[Start of Attachment]

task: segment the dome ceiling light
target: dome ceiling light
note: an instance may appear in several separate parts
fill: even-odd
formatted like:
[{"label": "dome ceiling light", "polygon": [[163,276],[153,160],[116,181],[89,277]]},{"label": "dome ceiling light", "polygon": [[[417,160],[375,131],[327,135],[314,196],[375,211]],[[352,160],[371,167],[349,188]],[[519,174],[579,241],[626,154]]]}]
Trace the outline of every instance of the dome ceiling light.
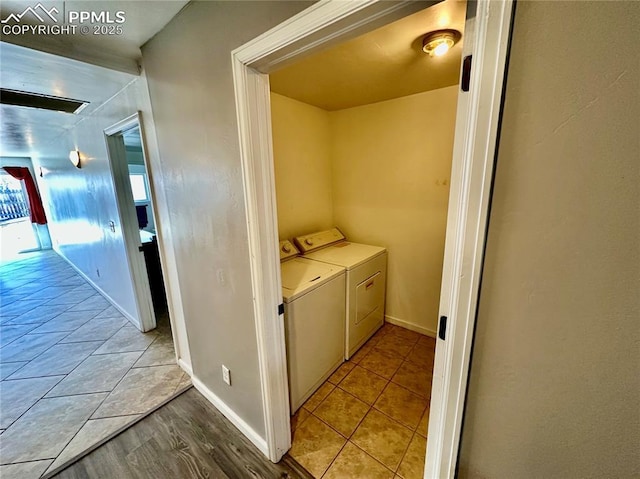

[End of Attachment]

**WORK TASK:** The records above are to be duplicated exactly, pictures left out.

**ANSWER TO THE EXERCISE:**
task: segment the dome ceiling light
target: dome ceiling light
note: an instance may appear in several separate parts
fill: even-odd
formatted like:
[{"label": "dome ceiling light", "polygon": [[163,276],[153,160],[116,181],[89,277]]},{"label": "dome ceiling light", "polygon": [[[417,160],[375,131],[327,135],[314,196],[375,211]],[[352,160],[371,167],[349,188]],[[519,174],[579,241],[626,154]]]}]
Trace the outline of every instance of the dome ceiling light.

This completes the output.